### OBJECTIVE:
Recast all the entries below as a two-column CSV with the headers instruction and answer, one row per entry. Put each value in its own quoted field and replace any line breaks with spaces.

[Stored data]
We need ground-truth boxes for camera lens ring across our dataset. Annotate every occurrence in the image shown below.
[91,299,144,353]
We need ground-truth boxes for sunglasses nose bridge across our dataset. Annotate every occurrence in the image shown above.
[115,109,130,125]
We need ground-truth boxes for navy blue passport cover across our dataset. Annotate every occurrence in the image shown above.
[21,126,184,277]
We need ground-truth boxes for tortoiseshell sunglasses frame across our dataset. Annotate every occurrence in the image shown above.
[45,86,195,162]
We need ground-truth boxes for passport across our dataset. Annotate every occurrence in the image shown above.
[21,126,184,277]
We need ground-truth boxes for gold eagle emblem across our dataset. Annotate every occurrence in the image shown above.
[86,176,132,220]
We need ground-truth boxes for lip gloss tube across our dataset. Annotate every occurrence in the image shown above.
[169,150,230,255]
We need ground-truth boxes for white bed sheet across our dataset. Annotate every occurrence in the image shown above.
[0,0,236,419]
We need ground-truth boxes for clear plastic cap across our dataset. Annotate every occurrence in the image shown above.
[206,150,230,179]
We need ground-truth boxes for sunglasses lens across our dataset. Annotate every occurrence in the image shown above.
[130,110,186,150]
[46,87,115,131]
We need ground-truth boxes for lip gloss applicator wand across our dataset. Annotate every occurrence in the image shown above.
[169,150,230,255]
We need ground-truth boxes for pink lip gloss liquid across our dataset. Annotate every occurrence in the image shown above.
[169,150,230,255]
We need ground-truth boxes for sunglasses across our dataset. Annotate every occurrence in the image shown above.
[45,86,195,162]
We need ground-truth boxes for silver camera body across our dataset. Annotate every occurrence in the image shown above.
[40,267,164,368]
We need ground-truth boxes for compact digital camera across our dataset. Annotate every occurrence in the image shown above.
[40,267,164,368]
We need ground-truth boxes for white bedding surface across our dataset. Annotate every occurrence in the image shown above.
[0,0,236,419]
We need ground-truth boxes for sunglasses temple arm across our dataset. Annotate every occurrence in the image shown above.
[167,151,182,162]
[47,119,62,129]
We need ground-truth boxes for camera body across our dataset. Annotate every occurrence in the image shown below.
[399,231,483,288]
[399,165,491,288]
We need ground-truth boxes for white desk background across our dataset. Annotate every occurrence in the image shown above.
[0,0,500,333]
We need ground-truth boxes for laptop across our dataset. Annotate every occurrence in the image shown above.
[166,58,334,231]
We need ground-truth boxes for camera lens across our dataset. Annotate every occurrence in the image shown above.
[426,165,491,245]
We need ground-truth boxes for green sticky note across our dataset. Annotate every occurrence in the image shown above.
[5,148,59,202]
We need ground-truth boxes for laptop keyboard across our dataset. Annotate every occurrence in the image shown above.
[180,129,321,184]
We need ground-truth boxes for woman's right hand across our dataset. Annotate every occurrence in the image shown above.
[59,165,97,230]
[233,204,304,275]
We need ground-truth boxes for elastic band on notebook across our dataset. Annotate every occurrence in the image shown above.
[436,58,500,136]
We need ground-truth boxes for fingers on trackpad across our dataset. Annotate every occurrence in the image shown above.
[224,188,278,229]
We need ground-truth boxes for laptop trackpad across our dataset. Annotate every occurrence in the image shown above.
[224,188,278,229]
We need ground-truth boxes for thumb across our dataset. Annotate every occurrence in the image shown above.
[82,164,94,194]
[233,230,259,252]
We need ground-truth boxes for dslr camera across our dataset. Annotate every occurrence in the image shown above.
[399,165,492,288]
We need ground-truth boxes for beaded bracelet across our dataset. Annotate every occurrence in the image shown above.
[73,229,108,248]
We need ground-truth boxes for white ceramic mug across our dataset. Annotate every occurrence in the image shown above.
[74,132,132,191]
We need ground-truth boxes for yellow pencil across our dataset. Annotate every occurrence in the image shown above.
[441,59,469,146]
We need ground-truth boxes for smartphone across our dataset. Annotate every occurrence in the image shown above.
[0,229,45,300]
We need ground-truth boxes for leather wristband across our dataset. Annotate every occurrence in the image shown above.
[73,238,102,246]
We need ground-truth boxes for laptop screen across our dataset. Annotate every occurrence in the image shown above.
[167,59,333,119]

### RESULT:
instruction,answer
"We need ground-truth boxes for camera lens ring across our dataset. Annotate every occurrence in the image shown below.","[91,299,144,353]"
"We need ground-truth boxes for sunglasses nose bridge across our dataset. Annotate every occurrence in the image shown above.","[115,109,130,125]"
"We need ground-truth boxes for navy blue passport cover across our dataset. Annotate every occurrence in the image shown above.","[21,126,184,277]"
"We need ground-truth boxes for tortoiseshell sunglasses frame across our dataset. Annotate every occurrence in the image shown above.","[45,86,195,162]"
"We need ground-truth boxes for passport across our dataset. Annotate every occurrence in the image shown above.","[21,126,184,277]"
"We need ground-truth boxes for gold eagle emblem across our dataset. Annotate every occurrence in the image shown above.","[86,176,132,220]"
"We need ground-truth boxes for lip gloss tube across our dataset. Annotate every occurrence in the image shown above.","[169,150,230,255]"
"We need ground-truth boxes for white bed sheet across our dataset. Annotate every occurrence in the image shown above.","[0,0,236,419]"
"We need ground-truth boxes for clear plastic cap across our dataset. Annotate every occurrence in the image shown above.","[206,150,230,179]"
"We need ground-truth boxes for sunglasses lens across our dataset. Annotate every occurrence in the image shown above.","[130,110,186,150] [46,87,115,131]"
"We need ground-truth boxes for lip gloss applicator wand across our dataset. Annotate every occurrence in the image shown above.","[169,150,230,255]"
"We need ground-truth boxes for pink lip gloss liquid across our dataset. Annotate every occurrence in the image shown above.","[169,150,230,255]"
"We need ground-truth boxes for sunglasses across our dataset. Annotate every occurrence in the image shown above.","[45,86,195,162]"
"We need ground-truth boxes for silver camera body across our dataset. Annotate every occurrence in the image shown above.","[40,267,164,368]"
"We need ground-truth boxes for compact digital camera across our dataset. Annotate every occurrence in the image shown above.","[40,267,164,368]"
"We need ground-truth boxes for white bedding surface across our dataset. Annotate every occurrence in the image shown above.","[0,0,236,419]"
"We need ground-truth boxes for sunglasses temple arm across our dataset. Annotate every occurrence in the image shown above.","[167,151,182,162] [47,119,62,129]"
"We need ground-truth boxes for camera body across our dataset. Annotate every occurrence in the image shown below.","[399,231,483,288] [399,165,491,288]"
"We need ground-truth boxes for white desk background across our dataset. Annotate every occurrence in the image shown above.","[0,0,500,333]"
"We need ground-truth boxes for laptop across our dataset. Annotate every occurrence in the image shown above.","[166,58,334,231]"
"We need ground-truth boxes for camera lens across our dataset. Annotate every occurrence in the image shown above.","[426,165,491,245]"
"We need ground-truth boxes for green sticky note across our dataset. Annotate every occurrence in the image shown above.","[5,148,59,202]"
"We need ground-truth boxes for laptop keyboard across our dataset. Annotate every occurrence in the image shown above.","[180,129,321,184]"
"We need ground-truth boxes for woman's right hand across our dataset. Annotate every occurrence in the image shown above.","[59,165,97,230] [233,204,304,275]"
"We need ground-truth boxes for elastic band on notebook across our dataset. Annotate every occurrence in the image shown above.","[436,58,500,136]"
"We need ground-truth boxes for fingers on trackpad across our dataset. Annotate every occurrence in the image shown above.","[224,188,278,229]"
"We need ground-truth boxes for laptop trackpad across our dataset. Annotate every occurrence in the image shown above.","[224,188,278,229]"
"We need ground-truth boxes for thumb across our dataset. Annotate every occurrence in the image shown above.","[82,164,94,194] [233,230,259,252]"
"We need ground-truth boxes for dslr camera across our dataset. Annotate every occurrence in the image shown above.","[399,165,492,288]"
"We need ground-truth boxes for beaded bracelet across our dataset. Annotate every occurrence in the image shown above.","[73,229,108,248]"
"We need ground-truth boxes for white ceramic mug across our dataset. Annotate every occurrence in the image shown above.","[74,132,132,191]"
"We need ground-truth boxes for yellow pencil across our dataset. Annotate every occurrence in the image shown above.","[441,59,469,146]"
"We need ground-truth boxes for smartphone across our dataset. Annotate every occurrence in the image shown above.","[0,229,45,300]"
"We need ground-truth boxes for leather wristband across our dataset. Annotate every occurrence in the image shown above.","[73,238,102,246]"
"We need ground-truth boxes for laptop screen across our dataset. Annotate every occurrence in the image shown above.","[167,59,333,119]"